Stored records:
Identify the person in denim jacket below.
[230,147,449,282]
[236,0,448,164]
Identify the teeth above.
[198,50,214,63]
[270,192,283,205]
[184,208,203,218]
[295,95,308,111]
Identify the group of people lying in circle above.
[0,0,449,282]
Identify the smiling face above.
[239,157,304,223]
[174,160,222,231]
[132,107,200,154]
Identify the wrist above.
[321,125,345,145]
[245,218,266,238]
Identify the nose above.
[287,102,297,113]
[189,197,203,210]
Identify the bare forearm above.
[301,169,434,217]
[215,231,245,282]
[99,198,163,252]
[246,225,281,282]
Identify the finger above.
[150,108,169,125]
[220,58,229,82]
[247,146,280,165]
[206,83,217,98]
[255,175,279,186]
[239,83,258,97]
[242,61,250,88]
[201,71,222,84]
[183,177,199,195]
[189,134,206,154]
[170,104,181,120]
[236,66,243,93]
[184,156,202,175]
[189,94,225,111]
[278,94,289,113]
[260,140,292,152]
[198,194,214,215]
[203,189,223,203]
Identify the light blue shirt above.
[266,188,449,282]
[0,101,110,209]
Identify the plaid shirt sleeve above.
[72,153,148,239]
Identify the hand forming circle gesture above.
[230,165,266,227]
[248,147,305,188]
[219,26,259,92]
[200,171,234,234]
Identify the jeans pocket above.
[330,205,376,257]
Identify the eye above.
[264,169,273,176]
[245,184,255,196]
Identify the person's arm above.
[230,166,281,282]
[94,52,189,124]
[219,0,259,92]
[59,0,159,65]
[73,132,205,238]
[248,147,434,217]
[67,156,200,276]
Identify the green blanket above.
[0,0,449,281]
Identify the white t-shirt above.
--
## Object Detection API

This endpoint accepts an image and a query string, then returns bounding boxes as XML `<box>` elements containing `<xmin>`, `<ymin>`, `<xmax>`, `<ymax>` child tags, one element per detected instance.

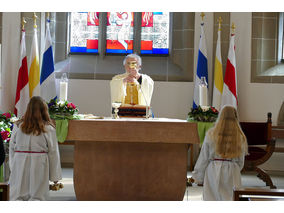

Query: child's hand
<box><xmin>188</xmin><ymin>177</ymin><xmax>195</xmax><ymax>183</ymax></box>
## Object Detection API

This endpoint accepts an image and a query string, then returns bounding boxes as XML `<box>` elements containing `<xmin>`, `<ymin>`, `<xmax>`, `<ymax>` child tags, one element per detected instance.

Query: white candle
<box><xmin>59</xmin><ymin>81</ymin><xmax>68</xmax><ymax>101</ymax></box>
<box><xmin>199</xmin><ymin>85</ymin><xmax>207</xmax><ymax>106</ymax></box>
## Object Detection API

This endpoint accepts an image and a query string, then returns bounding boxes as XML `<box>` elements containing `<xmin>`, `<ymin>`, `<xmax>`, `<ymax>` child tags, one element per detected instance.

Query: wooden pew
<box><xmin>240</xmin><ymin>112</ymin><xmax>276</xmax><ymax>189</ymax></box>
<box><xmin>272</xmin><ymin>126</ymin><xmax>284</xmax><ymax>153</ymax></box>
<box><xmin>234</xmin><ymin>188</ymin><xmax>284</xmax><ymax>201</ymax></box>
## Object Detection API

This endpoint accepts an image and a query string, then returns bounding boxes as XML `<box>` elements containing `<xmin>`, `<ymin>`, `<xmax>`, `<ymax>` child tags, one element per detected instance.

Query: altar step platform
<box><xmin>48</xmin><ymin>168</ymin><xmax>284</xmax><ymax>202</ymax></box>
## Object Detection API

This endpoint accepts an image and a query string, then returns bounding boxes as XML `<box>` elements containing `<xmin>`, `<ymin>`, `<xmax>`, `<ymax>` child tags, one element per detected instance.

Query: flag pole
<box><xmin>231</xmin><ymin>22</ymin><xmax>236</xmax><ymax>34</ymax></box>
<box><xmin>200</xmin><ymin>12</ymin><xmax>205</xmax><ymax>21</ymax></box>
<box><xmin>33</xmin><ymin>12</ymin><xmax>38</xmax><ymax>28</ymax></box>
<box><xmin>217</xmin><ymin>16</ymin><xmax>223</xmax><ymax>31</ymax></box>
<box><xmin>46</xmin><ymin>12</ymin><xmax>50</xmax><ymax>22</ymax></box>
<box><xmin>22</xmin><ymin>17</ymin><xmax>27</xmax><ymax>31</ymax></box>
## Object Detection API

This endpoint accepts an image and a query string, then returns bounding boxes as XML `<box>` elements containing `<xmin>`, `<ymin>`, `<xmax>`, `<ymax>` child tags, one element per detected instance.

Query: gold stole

Problem statement: Reproduce, without any alteration, the lines of the entries starting at the one that contains "Identify the person in denim jacket below." and ending at the one that contains "[132,107,200,154]", both of these lines included.

Final result:
Identify the person in denim jacket below.
[230,147,449,282]
[236,0,448,164]
Identify the teeth above.
[198,50,214,63]
[270,192,283,205]
[184,208,203,218]
[295,95,308,111]
Identify the group of people lying in circle above.
[0,0,449,282]
Identify the smiling face above.
[239,157,304,223]
[174,160,222,231]
[132,107,200,154]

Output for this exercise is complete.